What you will do:
1 – In the passage on menstruation, at what age does a woman typically begin to menstruate?
2 – Decide whether each statement below agrees with the passage on menstruation. Answer yes or no for each and quote the words that settle it.
(a) The corpus luteum turns into a corpus albicans after 10 days if fertilization does not occur.
(b) A woman loses on average about 200 mL of blood during menstruation.
(c) Bleeding longer than 7 days is a reason to see a gynecologist.
3 – Resume the passage on menstruation after its last sentence and write a few more sentences in the same style.

If the fertilization does not occur within a dozen or so hours after the ovulation, corpus luteum gradually atrophies and after 10 days transforms into a corpus albicans. This is associated with the gradual decrease in the level of progesterone in blood, which in turn causes the decreased blood supply of the uterine lining. After approximately 12-14 days from ovulation, this lining is shed (which manifests itself as menstruation). Most often, this lasts for approximately 5 days.
During the menstrual cycle, the levels of female hormones in a woman change, which can cause mood swings as well as skin and hair changes. Regular menstrual cycle with ovulation is shaped in the final phase of puberty, after about 2 years from its beginning. Menstrual cycles are the integral attribute of a woman’s biological maturity. They are the evidence that a girl becomes a woman and is capable of bearing children. In the same time, sexual drive appears. Normal menstrual cycles ensure the feeling of sexual health and are very important for psychical well-being.
Menstruation
Menstruation (menses, period) is the monthly bleeding from the reproductive tract, which lasts for several days and is caused by shedding and removal, through the vagina, of the fragments of mucosal tissue from the body of the uterus in which the fertilized egg has not been implanted. Menstruation links the end and the beginning of a woman’s menstrual cycle counted from the first day of the last bleeding to the first day of the subsequent menstrual bleeding. Typically, a woman begins to menstruate at the age of 12 or 13. In a healthy woman, menstrual bleeding lasts for approximately 5 days, without highly painful uterine contractions. During the menstruation, a woman loses on average about 100 mL of blood. However, the discharge should not contain blood clots. It is not good either when bright blood appears in it. Both very sparse bleedings and the loss of a larger amount of blood require gynecological consultation. A woman should also see a gynecologist if the bleeding is longer than 7 days. The absence of menstruation can be caused by hormonal disorders, defects of the structure of the uterus, pregnancy.

Material provided:
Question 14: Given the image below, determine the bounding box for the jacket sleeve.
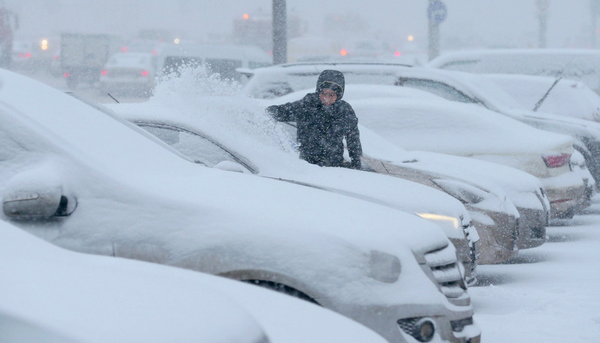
[345,104,362,166]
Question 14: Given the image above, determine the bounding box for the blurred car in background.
[158,42,272,81]
[100,52,157,97]
[0,221,385,343]
[11,40,37,71]
[427,49,600,93]
[0,70,481,342]
[342,89,585,217]
[276,84,552,264]
[107,94,549,268]
[352,126,550,253]
[107,97,482,282]
[482,74,600,122]
[244,62,600,196]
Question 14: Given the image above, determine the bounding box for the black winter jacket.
[267,93,362,168]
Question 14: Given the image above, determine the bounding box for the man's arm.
[346,105,362,169]
[266,99,304,121]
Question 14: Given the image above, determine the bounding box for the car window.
[397,77,479,104]
[206,58,242,80]
[163,56,202,76]
[137,123,257,173]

Answer list:
1 – At the age of 12 or 13.

2 –
(a) Yes: "after 10 days transforms into a corpus albicans"
(b) No: "a woman loses on average about 100 mL of blood"
(c) Yes: "A woman should also see a gynecologist if the bleeding is longer than 7 days."

3 –
The fertilization of an egg cell by a spermatozoon which gets into it and the normal development of early pregnancy interrupt the menstrual cycle. From this moment, ovaries start producing hormones which initiate the proper implementation of the fertilized egg in the uterus and further development of pregnancy until the formed placenta takes over this function, which happens in about 16 or 17 weeks of pregnancy. Therefore, the absence of the next menstruation should be a signal to do the pregnancy test which detects the presence of chorionic gonadotropin in a woman’s urine. Human chorionic gonadotropin, or hCG, is a hormone which appears in the blood serum and in urine of pregnant women already within few days after the egg implantation in the uterus; afterwards, its concentration rises until around 9-11 weeks of gestation and then gradually decreases until a certain level. The pregnancy test detects hCG even before the expected menstruation, but more reliable results are obtained when the presence of chorionic gonadotropin is determined by a laboratory blood test.